►

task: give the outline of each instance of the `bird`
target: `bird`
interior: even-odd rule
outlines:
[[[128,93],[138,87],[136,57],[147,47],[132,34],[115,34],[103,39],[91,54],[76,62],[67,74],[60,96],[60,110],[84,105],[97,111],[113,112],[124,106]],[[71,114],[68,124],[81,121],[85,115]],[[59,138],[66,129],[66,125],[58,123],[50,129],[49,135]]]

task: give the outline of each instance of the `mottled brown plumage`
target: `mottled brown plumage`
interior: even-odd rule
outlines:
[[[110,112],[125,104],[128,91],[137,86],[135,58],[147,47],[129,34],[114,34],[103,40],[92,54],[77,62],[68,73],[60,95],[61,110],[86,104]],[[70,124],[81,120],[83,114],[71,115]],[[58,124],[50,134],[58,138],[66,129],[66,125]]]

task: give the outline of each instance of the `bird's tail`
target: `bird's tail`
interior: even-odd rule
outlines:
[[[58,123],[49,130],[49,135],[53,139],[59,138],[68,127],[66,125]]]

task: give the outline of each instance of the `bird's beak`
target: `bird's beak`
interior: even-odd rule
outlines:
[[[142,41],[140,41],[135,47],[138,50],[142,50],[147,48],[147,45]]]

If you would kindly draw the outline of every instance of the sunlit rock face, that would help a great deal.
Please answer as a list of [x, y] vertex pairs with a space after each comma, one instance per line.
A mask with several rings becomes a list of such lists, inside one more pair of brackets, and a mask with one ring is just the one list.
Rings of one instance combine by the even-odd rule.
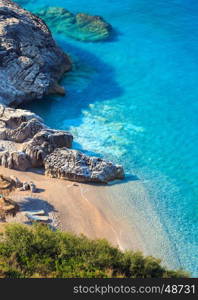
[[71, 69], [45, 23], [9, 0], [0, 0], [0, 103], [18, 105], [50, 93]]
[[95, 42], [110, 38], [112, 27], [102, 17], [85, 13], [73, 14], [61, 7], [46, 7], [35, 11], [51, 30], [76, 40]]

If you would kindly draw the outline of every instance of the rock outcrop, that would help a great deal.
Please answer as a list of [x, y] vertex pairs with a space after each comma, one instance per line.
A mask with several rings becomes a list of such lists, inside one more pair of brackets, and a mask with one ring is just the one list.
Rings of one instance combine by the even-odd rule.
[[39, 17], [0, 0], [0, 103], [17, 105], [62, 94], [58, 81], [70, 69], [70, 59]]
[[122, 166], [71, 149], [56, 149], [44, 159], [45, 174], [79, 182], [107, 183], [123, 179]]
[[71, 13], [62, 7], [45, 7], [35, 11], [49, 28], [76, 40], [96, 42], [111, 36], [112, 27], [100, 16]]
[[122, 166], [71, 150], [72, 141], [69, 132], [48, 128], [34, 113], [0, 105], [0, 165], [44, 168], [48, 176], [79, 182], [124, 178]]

◄
►

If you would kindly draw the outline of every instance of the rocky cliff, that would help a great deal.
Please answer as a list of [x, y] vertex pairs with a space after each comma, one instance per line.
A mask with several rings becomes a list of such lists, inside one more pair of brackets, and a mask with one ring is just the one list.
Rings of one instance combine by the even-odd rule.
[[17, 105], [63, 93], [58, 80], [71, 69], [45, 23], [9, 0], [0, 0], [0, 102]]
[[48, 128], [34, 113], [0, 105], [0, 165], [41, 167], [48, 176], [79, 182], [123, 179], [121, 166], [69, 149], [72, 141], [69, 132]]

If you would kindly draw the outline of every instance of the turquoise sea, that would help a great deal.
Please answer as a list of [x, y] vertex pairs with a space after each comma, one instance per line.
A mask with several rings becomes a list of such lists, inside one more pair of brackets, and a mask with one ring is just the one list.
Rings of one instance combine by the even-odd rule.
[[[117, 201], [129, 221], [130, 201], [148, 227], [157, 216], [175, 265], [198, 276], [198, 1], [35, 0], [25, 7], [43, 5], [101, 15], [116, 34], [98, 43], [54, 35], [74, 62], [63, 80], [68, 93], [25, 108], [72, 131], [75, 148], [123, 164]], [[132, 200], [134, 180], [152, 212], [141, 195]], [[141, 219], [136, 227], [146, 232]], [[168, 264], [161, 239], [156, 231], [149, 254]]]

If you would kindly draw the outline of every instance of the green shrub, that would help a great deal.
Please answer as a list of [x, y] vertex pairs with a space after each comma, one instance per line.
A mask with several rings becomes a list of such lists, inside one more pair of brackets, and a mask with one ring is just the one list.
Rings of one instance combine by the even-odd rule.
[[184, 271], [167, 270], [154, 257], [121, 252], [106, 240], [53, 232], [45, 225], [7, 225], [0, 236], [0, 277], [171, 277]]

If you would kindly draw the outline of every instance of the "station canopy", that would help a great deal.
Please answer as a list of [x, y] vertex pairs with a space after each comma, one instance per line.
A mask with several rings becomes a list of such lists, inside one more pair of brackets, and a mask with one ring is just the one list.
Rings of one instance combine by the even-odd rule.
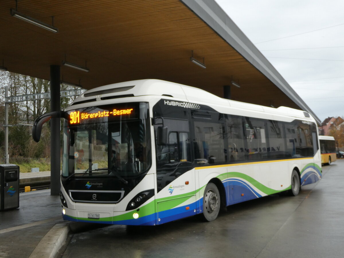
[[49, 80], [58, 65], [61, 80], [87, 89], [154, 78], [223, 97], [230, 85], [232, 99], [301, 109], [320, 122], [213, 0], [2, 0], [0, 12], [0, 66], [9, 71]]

◄

Requirements >> Copy out the data starting with the line containing "outcrop, that would help a great deal." and going on through the line containing "182], [124, 178]]", reproducing each line unchanged.

Final result >>
If you would kindly draw the outline of every instance of the rock outcrop, that would help a great deal.
Please answer as a list of [x, y] vertex pairs with a space after each comma, one instance per line.
A mask with several rings becomes a list of such lists, inside one more pair of brackets, and a mask with one ring is just the one list.
Rings of one instance combine by the even-odd rule.
[[39, 17], [0, 0], [0, 103], [17, 105], [62, 94], [58, 81], [70, 69], [70, 59]]
[[122, 166], [71, 149], [56, 149], [44, 159], [45, 174], [79, 182], [107, 183], [123, 179]]
[[71, 13], [62, 7], [45, 7], [35, 11], [49, 28], [76, 40], [96, 42], [111, 36], [112, 27], [100, 16]]
[[122, 166], [71, 150], [72, 141], [69, 132], [48, 128], [34, 113], [0, 105], [0, 165], [44, 168], [48, 176], [79, 182], [124, 178]]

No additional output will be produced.